(Pointing records)
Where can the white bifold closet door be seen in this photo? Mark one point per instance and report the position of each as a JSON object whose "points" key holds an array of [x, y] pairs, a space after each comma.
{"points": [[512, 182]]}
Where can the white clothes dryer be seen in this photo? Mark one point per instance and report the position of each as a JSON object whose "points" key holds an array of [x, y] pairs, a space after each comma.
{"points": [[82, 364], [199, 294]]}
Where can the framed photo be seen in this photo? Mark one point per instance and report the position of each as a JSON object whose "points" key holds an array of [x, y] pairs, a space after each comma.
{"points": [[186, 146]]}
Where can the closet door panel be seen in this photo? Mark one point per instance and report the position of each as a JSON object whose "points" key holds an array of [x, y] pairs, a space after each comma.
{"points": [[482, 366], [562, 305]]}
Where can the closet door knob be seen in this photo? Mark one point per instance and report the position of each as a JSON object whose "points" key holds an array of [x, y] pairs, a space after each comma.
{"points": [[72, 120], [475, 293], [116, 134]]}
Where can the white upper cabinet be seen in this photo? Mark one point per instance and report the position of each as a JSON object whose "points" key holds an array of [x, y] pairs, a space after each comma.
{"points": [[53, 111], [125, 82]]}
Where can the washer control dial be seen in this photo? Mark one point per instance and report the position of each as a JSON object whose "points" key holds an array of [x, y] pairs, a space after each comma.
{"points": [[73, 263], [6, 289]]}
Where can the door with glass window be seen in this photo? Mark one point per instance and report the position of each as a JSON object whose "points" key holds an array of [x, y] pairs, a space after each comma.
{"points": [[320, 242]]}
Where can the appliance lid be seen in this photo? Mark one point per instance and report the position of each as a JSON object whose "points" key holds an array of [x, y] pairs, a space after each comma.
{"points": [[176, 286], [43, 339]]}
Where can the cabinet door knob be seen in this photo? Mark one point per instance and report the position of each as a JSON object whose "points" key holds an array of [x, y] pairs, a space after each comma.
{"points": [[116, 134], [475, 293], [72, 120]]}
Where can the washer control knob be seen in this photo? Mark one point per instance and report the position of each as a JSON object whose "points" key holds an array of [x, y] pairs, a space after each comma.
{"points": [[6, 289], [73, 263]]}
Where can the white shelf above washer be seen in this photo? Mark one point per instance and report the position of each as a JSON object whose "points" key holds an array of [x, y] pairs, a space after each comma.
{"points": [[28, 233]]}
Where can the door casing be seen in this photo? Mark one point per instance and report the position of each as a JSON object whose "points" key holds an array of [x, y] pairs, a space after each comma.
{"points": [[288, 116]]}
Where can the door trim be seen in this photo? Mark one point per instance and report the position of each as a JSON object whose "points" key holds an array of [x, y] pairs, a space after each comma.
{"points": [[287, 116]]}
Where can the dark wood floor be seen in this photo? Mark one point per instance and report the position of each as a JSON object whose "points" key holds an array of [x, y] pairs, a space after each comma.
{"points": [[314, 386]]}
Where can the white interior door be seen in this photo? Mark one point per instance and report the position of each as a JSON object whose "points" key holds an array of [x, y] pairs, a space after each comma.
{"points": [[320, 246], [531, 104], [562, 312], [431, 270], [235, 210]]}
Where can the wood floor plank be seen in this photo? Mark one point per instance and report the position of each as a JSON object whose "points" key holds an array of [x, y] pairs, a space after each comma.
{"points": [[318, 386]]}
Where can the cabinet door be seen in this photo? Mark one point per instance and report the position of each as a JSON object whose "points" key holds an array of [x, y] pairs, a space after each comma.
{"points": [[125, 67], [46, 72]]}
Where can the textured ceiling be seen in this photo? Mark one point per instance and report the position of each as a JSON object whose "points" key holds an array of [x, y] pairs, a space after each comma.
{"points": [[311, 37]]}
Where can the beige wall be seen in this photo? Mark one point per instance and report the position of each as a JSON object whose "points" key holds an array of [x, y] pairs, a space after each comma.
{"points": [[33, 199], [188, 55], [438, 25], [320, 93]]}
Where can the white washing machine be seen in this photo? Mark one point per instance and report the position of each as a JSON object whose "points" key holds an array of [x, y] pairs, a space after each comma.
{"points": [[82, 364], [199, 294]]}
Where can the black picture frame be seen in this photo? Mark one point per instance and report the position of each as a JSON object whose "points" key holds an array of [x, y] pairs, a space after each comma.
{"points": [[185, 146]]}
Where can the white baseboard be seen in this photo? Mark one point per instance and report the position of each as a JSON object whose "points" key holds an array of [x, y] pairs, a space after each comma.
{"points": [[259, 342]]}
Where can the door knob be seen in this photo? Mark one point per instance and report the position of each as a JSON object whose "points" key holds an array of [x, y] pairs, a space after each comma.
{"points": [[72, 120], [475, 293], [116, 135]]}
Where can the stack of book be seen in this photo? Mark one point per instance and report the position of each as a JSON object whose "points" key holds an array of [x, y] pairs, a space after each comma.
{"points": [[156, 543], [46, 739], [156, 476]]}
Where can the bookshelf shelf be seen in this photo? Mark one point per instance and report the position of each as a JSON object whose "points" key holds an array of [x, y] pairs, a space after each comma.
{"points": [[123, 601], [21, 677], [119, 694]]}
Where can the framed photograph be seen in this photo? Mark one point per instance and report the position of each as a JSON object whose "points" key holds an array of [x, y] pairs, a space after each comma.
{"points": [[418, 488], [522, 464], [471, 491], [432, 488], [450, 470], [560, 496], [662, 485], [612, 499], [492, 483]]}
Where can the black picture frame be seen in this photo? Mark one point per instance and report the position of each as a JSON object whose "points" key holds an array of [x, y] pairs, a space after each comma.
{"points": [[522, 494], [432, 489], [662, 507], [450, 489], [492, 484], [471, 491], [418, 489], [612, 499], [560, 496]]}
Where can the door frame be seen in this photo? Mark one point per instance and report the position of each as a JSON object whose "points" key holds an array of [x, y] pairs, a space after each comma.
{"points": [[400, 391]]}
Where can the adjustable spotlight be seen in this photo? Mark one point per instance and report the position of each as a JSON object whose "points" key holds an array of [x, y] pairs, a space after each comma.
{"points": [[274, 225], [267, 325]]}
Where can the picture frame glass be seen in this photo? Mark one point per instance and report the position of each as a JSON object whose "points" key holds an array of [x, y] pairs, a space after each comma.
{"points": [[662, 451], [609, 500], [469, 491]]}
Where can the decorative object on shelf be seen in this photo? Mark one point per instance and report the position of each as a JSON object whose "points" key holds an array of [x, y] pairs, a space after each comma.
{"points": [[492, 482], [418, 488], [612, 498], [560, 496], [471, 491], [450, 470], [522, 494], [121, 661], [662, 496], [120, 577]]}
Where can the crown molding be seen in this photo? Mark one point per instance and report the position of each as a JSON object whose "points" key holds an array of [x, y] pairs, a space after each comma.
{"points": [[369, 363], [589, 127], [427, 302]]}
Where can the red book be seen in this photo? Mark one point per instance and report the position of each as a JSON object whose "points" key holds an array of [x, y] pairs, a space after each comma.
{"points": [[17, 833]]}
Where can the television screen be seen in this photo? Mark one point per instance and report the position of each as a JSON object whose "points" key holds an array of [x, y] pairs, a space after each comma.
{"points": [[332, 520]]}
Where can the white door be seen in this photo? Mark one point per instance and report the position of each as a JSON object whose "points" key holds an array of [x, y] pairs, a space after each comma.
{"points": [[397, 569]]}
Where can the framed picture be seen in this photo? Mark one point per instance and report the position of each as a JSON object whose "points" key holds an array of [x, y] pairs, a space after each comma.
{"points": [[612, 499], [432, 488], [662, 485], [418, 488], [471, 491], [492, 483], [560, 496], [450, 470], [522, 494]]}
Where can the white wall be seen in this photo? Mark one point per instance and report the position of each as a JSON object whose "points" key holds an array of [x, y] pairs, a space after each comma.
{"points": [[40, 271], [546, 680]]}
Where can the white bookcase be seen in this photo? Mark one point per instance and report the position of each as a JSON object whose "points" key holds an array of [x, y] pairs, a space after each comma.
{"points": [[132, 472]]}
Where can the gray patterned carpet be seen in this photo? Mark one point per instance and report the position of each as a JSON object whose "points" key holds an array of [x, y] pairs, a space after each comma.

Work to be completed:
Beginning with the line that contains "Where can the framed picture", quote each line exactly through the last line of the entries above, and nothing beyond them.

Expected answer:
Where can the framed picture be seen in this photo? Mark one point per instance and report the position of each as a JSON object whose "points" key holds an array of [x, y] pairs, a space after each comma.
{"points": [[612, 499], [432, 488], [662, 485], [418, 488], [471, 491], [492, 483], [560, 496], [450, 470], [522, 494]]}
Where can the white wall be seen in this photo? Mark one point per instance and report the position of each as a JSON object whose "points" key holds an array of [x, y] pairs, a space after each comma.
{"points": [[40, 271], [546, 680]]}
Where can the white bookcase be seen in this photo? Mark one point per instance and report the position of each as a JSON object whose "points" key holds an array of [x, y] pairs, a space after each comma.
{"points": [[132, 472]]}
Where can the gray patterned carpet be seen in this photo? Mark one point per instance and report the position of each as a JSON object whose "points" key holds an array of [x, y] pairs, a space after each comma.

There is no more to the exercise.